Items from a data source
---*---

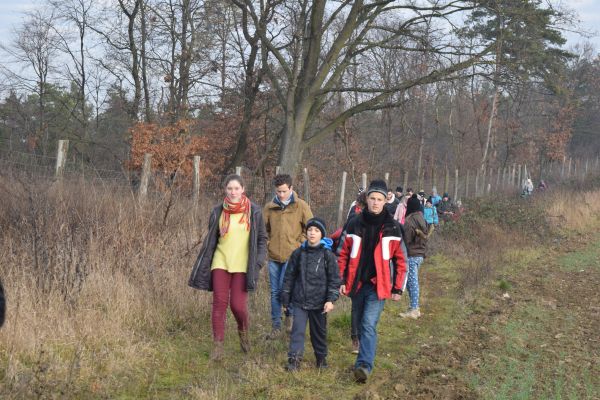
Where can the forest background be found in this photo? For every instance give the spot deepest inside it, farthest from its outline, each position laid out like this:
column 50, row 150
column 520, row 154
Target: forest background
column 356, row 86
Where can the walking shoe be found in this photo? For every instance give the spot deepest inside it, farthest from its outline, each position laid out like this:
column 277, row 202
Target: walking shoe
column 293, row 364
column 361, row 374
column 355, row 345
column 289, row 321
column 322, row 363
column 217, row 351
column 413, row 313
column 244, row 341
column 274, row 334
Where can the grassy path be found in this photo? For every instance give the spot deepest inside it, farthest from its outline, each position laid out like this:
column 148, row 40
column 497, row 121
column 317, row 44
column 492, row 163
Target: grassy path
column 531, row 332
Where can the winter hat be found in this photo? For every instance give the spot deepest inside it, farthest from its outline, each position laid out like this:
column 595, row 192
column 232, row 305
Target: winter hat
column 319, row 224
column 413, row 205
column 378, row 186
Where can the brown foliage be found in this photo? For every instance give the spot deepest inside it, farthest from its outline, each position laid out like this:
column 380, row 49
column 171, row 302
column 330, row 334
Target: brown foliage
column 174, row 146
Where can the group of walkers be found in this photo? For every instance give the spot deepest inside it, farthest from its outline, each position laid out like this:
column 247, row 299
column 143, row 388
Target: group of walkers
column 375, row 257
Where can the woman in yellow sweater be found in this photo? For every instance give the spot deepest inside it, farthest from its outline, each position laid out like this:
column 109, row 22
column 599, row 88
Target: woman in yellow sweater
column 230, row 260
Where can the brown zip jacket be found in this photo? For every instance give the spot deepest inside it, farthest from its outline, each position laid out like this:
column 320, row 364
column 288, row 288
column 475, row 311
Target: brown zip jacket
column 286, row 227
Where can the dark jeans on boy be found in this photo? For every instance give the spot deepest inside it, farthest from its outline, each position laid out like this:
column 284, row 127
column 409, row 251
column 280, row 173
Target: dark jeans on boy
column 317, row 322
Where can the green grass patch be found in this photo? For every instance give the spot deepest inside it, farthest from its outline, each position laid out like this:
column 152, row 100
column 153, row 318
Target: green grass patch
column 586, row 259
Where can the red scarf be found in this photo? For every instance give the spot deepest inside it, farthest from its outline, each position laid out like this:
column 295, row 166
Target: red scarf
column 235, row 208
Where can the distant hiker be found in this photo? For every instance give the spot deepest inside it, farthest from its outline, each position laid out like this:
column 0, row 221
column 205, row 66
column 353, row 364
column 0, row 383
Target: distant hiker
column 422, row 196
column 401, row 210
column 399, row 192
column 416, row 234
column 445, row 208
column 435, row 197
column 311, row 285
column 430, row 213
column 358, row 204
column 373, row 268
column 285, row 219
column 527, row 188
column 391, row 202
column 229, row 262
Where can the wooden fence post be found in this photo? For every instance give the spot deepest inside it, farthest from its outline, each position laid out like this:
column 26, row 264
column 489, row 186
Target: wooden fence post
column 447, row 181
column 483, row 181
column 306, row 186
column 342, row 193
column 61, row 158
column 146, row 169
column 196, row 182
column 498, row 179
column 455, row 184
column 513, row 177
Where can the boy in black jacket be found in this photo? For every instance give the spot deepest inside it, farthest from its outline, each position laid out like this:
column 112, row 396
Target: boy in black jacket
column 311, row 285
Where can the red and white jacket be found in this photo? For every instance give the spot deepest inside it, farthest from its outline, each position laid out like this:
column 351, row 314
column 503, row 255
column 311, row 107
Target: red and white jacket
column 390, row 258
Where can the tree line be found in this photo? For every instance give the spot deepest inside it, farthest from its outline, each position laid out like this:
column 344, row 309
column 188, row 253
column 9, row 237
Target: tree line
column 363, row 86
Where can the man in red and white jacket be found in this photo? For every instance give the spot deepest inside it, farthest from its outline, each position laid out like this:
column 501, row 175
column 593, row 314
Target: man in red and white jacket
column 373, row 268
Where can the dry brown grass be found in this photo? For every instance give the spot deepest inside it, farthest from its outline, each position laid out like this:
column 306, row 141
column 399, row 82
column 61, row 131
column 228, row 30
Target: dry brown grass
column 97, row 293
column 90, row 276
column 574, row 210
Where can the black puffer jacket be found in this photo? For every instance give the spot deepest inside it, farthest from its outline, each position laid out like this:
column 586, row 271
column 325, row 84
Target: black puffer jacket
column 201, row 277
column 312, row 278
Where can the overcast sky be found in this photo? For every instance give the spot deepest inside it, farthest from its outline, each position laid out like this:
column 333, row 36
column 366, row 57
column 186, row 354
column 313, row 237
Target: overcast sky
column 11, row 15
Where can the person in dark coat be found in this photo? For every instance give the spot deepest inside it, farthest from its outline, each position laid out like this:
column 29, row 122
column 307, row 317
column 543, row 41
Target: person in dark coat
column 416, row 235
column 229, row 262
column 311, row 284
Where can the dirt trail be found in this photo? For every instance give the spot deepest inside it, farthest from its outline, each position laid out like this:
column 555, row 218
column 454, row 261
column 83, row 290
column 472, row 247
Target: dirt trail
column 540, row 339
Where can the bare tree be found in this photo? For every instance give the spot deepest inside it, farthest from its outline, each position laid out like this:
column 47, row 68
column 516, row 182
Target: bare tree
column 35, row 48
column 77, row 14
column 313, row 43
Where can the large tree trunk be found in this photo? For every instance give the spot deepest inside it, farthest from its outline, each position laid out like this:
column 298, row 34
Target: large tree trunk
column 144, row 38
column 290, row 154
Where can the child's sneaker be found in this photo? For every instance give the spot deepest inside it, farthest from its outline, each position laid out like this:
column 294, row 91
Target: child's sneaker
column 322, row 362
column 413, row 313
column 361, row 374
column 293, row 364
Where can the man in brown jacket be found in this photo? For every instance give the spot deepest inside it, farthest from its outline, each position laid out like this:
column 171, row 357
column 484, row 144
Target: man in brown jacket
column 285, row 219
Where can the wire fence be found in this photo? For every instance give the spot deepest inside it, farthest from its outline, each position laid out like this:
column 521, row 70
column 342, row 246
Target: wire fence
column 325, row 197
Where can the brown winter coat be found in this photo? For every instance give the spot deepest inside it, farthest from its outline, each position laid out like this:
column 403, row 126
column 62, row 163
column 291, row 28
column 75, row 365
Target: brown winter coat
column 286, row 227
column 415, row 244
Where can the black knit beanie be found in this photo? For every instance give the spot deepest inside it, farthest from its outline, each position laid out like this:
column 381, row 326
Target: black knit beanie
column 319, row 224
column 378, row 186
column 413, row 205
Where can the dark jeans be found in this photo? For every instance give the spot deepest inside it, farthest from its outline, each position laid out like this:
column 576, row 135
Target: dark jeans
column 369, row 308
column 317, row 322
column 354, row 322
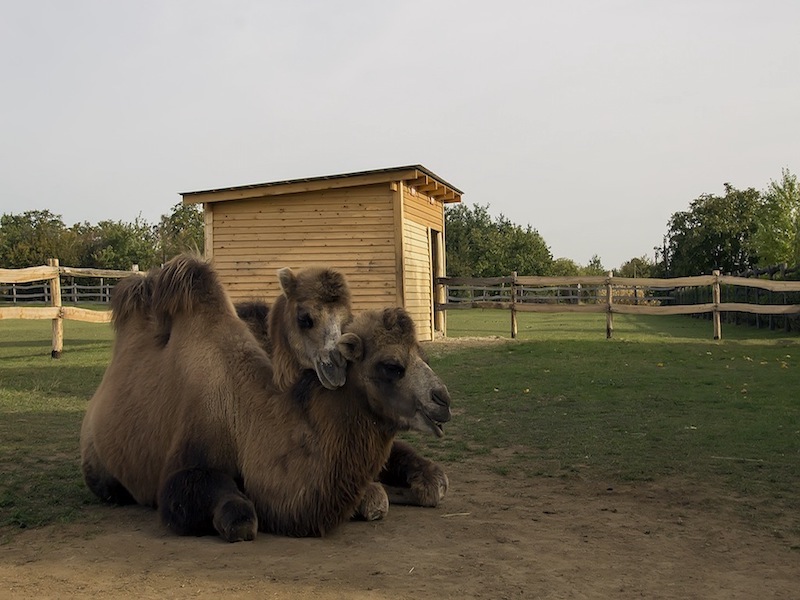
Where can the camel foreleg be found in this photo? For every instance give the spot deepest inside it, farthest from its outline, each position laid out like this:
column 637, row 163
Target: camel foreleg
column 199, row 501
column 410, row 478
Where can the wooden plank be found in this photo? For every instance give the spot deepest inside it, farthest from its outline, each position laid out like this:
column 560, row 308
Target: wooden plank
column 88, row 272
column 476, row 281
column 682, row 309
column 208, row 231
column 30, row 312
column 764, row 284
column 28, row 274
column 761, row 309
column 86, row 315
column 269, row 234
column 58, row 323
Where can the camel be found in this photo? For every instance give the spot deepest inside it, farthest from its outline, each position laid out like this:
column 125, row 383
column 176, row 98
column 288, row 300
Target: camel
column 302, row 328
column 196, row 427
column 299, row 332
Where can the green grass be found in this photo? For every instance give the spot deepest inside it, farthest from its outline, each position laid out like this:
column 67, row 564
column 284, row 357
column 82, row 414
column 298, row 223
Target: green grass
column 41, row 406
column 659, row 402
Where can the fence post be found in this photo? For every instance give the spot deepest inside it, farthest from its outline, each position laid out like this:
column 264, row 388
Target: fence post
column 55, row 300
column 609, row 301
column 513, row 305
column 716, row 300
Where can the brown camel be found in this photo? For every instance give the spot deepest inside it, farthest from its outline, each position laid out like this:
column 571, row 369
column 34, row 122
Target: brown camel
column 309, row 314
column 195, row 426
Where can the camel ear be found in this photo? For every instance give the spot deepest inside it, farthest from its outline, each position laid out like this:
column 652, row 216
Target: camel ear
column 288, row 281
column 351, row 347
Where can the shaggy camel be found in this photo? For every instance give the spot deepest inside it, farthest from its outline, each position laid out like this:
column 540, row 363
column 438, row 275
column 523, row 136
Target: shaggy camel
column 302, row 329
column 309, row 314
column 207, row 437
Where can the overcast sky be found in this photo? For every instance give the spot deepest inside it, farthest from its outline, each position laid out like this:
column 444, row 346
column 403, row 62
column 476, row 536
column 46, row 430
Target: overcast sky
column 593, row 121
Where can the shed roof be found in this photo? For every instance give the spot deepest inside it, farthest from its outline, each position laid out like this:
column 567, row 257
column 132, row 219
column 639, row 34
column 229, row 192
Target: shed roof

---*---

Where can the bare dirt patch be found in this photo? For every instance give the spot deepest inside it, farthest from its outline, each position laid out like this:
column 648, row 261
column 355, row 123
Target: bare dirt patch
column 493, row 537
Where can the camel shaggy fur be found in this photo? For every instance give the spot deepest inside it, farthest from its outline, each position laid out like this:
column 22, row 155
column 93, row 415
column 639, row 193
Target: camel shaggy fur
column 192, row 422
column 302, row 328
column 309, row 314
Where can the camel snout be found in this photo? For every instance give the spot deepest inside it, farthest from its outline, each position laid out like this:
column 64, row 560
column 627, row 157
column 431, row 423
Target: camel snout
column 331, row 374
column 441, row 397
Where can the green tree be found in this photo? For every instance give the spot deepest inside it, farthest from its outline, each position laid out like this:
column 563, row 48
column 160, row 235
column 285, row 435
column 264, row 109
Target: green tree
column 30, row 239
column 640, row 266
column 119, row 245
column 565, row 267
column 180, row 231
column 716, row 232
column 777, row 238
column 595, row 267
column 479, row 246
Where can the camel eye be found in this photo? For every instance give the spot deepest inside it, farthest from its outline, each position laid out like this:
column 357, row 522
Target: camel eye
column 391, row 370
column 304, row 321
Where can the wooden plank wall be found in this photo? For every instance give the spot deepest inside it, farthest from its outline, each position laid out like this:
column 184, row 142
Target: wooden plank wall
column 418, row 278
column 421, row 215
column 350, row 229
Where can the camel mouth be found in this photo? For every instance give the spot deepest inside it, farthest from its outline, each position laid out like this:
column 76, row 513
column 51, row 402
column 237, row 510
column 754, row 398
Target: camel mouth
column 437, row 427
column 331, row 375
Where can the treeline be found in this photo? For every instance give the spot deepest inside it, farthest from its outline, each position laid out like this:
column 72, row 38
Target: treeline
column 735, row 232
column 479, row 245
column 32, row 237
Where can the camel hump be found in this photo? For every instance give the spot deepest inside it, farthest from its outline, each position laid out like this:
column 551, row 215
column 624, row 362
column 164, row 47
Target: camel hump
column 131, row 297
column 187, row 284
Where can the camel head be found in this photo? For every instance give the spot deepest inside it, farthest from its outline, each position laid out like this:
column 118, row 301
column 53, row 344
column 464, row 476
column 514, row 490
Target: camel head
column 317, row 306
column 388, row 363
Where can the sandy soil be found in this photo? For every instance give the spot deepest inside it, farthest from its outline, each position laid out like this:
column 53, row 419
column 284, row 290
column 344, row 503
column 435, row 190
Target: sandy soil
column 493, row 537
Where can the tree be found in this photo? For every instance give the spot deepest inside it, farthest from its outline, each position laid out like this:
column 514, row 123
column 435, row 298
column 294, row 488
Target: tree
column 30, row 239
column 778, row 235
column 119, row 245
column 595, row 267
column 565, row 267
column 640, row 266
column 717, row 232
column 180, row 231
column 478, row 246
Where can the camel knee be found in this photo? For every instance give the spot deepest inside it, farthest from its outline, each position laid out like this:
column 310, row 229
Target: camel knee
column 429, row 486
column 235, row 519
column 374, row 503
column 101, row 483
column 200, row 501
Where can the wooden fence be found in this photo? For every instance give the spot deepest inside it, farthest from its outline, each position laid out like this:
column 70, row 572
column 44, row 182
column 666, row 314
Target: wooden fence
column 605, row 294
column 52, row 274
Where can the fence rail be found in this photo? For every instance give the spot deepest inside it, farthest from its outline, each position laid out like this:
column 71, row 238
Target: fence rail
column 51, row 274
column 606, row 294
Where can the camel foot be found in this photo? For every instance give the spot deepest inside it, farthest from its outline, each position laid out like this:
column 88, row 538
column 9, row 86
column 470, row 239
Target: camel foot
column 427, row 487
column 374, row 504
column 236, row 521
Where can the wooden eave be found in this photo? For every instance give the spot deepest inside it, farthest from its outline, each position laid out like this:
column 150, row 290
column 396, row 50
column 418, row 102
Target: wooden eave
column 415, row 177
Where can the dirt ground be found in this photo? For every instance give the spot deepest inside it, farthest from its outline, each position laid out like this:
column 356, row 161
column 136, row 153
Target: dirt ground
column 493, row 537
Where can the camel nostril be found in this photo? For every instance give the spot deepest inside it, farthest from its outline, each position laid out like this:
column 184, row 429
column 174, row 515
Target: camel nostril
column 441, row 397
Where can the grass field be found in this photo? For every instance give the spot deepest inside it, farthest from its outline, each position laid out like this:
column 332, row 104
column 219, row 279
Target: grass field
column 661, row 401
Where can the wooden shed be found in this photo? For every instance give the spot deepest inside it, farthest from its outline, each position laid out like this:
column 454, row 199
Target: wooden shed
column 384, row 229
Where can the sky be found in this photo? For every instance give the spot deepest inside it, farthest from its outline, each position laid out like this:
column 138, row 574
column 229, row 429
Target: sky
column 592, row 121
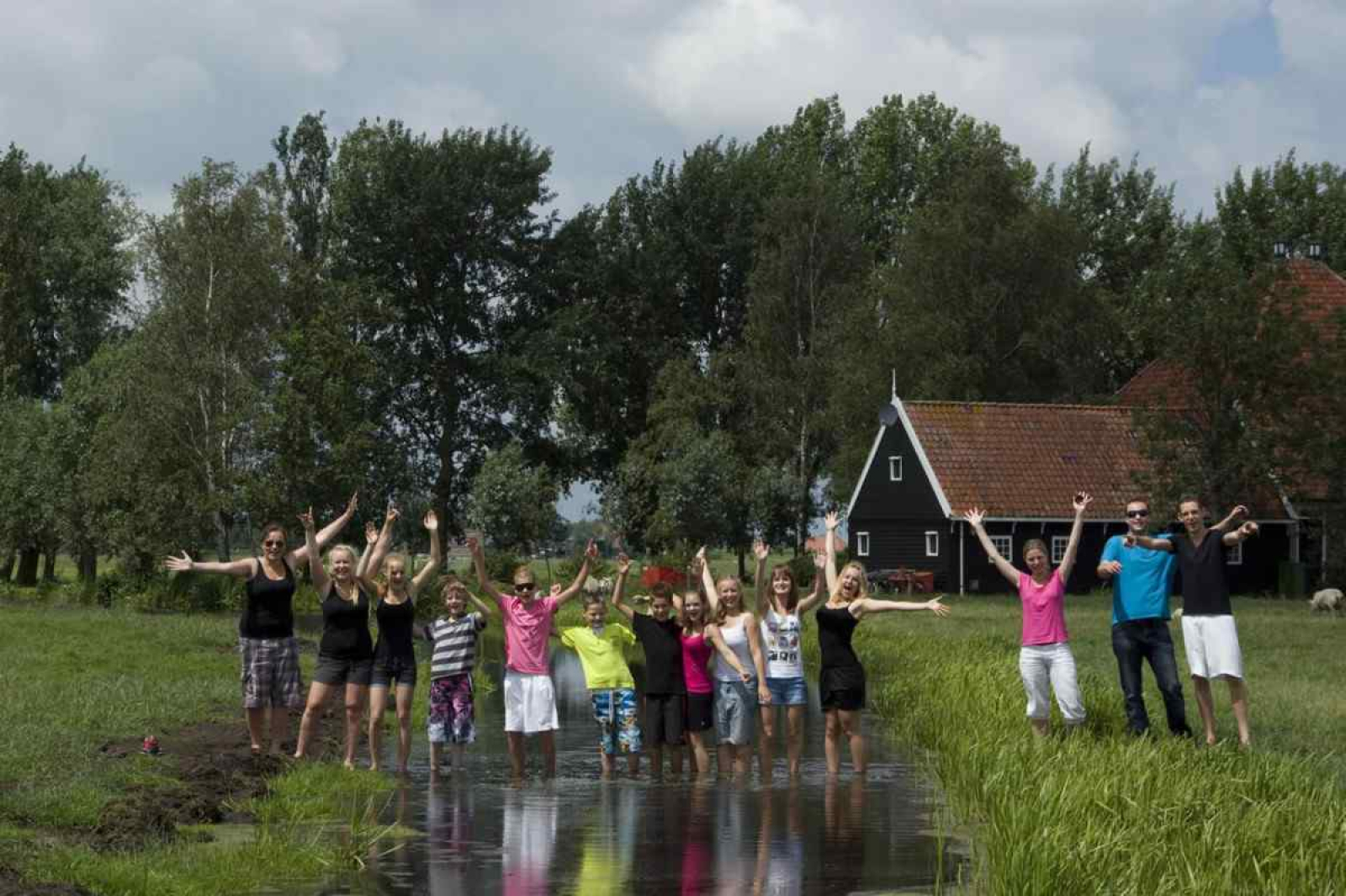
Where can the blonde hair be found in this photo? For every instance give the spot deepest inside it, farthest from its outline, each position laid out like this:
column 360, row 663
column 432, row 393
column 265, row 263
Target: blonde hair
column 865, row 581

---*---

WHAT THE EXERCISE ASKS
Pull out the part of the material that begins with the line containing "Where can the camel ear" and ends with the line containing "column 207, row 437", including both of those lines. Reproduce every line in that span without any changes.

TASK RESULT
Where can the camel ear be found in this photo? For every instance give the spot deepest inside it, farthest from its outline, each position laid out like this:
column 652, row 216
Target: camel ear
column 288, row 281
column 351, row 347
Where can the shaggy camel be found in this photo? For every instance give the spot deepest inside it, farthest from its outline, each position laid out like this:
column 540, row 363
column 438, row 275
column 523, row 136
Target: shaggy camel
column 302, row 329
column 309, row 314
column 207, row 437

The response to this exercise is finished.